◆ WHAT IS EXPECTED
Copy out the entries that follow, unchanged.

◆ DATA

--- START ---

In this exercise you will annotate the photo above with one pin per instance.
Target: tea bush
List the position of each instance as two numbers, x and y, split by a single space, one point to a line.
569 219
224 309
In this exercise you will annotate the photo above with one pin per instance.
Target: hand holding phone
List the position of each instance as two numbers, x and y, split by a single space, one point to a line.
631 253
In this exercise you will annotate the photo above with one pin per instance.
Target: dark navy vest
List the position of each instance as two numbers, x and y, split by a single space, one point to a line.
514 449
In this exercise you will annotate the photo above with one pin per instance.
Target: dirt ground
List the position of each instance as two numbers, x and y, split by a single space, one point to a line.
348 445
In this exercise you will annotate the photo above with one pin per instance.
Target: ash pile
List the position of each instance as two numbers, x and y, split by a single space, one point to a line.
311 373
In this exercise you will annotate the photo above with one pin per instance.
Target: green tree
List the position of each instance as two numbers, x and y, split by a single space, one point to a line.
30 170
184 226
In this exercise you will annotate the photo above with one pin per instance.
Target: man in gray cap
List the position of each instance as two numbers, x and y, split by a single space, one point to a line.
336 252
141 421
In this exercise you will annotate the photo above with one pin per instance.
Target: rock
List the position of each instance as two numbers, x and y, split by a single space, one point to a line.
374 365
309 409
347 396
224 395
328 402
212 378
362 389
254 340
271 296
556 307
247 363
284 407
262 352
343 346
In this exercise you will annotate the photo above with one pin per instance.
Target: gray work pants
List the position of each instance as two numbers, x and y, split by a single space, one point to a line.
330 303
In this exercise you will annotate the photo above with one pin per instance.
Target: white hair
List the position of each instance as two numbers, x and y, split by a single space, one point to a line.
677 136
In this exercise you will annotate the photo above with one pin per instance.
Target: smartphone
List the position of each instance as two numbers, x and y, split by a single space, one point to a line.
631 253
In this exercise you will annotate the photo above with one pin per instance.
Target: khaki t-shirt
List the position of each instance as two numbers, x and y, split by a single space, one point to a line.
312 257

--- END ---

◆ ANSWER TO THIS TASK
In this exercise you will annotate the photo above with one pin per instance.
Target: tea bush
List the position of each instance as two numbers, x and y, split by a single space, one point to a line.
569 219
224 309
In this exercise you will annotate the photo above with one pin per instance.
Target: hand holding phone
List the position of each instance as two numbers, x and y, split by a single space, one point to a line.
631 253
In this exercise you will annotate the photo above with one pin per instance.
Target: dark navy vest
List the position of each instance as two numbers, x and y, split by a single space, one point to a line.
514 449
In this exercise you will annotate the photo above with one pin per instance.
Target: dirt ground
List the position of each instance as two numbers, x and y, split by a single space, one point to a line.
348 445
In this exercise you will annotate the photo above with one pin per instance.
Target: ash pile
List the position of each instance as two numbers, x and y, split by a single space, one point to a line.
311 373
In this exercise you will annotate the photo above with one pin per instance.
Target: green tree
List the position of each instance as two numbers, x and y, split by a single space, one point to a line.
30 170
184 226
In this exercise you will annotate the photo above with one pin per instance.
Target: man in gray cap
List the position of each instance as two numbers, x and y, split by a single space, one point to a line.
336 252
141 421
In this exercise you will annotate the photo above with one pin per instance.
Target: rock
List the position of each instance as two numbers, x and y, split by a single space, one point to a line.
374 365
309 409
347 396
224 395
328 402
212 378
362 389
254 340
271 296
556 307
247 363
284 407
262 352
343 346
In this exercise you will annotate the photo above with one pin per instance.
Target: gray work pants
List the position of each instance as two numbers, x and y, split by a single space, one point to a line.
330 303
In this exercise you will annotate the photo above with one pin per instance.
Target: white hair
List the position of each instance as two numbers, x and y, split by a single space, one point to a line.
677 136
In this exercise you will annotate the photo above with one pin per instance.
Target: smartphone
List the position of each instance as two numbers, x and y, split by a single space, one point to a line.
631 253
In this exercise you will annotate the photo above with one pin per instance.
Target: khaki t-shirt
List the position of each instance as two numbers, x and y, split by a single space, one point to a line.
312 257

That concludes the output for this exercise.